= Assigned task A =
Answer these questions about the article on defibrillator-carrying drones, one per line:
(i) In the simulated study, how much faster did the drones arrive than emergency ambulances?
(ii) In which journal was the study published?
(iii) Who led the new study?
= Assigned task B =
Resume the article on defibrillator-carrying drones, continuing it after its final sentence.

*** Selected text

A new study suggests that defibrillator-carrying drones could help save lives. The simulated study found that drones carrying a defibrillator –which may be used by a member of the public- arrived 16 minutes faster than emergency ambulances, saving much needed time.
Drones are already being used for anything from military to recreational use. Drones delivered thousands of condoms on villages in rural Africa, islands have quickly received medical supplies, and scientists have been able to send biological specimens to distant pathology labs.
Now, the researchers from Sweden are claiming that drones could be used to save lives too, delivering defibrillators that are most needed when a person suffers from cardiac arrest. The study was published Tuesday in the journal JAMA.
Defibrillator-carrying drones were sent to areas where someone had a cardiac arrest
Jacob Hollenberg, the director of the center for resuscitation science at the Karolinska Institute in Stockholm, who led the new study, told The Guardian that cardiac arrest is one of the major killers in the western world and that every minute –and every second- is crucial.

******
*** Supplied information

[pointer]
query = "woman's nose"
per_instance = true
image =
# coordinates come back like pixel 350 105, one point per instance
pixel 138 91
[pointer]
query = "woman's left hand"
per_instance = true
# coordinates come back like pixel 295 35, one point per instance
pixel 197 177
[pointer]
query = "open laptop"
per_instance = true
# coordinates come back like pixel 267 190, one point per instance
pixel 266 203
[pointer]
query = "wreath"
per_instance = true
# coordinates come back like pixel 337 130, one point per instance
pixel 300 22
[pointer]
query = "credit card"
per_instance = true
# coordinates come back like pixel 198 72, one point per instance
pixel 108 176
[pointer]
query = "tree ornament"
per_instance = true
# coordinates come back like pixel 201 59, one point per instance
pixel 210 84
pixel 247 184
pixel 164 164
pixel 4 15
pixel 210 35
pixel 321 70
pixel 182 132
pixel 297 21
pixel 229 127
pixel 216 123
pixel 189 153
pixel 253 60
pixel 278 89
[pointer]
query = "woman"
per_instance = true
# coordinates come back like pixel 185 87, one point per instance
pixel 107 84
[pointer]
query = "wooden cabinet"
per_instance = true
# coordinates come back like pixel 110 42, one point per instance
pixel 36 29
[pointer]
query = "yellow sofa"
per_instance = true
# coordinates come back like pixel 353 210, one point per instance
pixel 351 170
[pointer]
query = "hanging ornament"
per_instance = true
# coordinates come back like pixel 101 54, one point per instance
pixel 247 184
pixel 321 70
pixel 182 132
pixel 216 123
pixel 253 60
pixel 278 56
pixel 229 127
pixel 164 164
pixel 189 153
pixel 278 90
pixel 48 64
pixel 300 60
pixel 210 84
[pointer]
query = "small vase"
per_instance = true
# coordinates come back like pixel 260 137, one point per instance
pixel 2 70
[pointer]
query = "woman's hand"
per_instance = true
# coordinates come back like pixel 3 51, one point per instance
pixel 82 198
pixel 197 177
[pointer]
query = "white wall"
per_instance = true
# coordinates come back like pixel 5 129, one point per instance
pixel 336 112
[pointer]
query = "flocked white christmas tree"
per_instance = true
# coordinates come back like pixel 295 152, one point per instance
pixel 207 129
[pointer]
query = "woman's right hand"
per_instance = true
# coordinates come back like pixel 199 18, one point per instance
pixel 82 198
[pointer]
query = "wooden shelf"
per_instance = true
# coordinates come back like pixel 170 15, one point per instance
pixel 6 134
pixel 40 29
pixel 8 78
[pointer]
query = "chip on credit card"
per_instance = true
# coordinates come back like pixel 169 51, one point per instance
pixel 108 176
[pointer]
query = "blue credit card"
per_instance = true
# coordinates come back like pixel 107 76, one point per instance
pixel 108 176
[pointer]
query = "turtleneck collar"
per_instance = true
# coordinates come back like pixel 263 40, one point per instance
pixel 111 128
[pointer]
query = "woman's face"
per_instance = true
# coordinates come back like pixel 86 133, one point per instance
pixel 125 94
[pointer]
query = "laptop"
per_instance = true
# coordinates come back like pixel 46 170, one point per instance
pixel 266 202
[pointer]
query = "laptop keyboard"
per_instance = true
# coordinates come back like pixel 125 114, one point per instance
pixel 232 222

******

= Answer section A =
(i) 16 minutes faster.
(ii) JAMA.
(iii) Jacob Hollenberg, the director of the center for resuscitation science at the Karolinska Institute in Stockholm.

= Answer section B =
“Every minute that passes from collapse to [cardiopulmonary resuscitation] or defibrillation, the chances of survival goes down by 10 percent,” said Hollenberg, according to The Guardian. “That’s why survival after 10 to 12 minutes is basically zero. There’s a huge difference in using the defibrillator within the first few minutes. Even if you improve the timing of the ambulances in these type of situations, it’s too late – only one in 10 victims survive.”
For the study, they used a drone that weighed 5.7 kg, which was developed by the Swedish Transportation Agency to carry a 763g automated external defibrillator (AED). The eight-rotor unmanned aerial drone has a maximum cruising speed of 75 km/h (47 mph), and it was housed at a fire station located in the north of Stockholm.
Over a 72-hour period in October of last year, the emergency response drone was dispatched 18 times by two licensed pilots using GPS coordinates to out-of-sight locations where cardiac arrests within a 10 km radius from the fire station had been reported between 2006 and 2014.
The researchers also found that the median time from call dispatch of the emergency services was 3 minutes and 0 seconds on average, compared with 3 seconds for the drone. The median time from dispatch to the arrival of the drone stood at 5 minutes and 21 seconds, while the median time from the emergency services was 22 minutes and 0 seconds.
Study found that drones arrived more quickly by over 16 minutes
The emergency response drone arrived faster than the emergency services in every case they staged, with a median reduction in response time of 16 minutes and 39 seconds over an average flight distance of about two miles.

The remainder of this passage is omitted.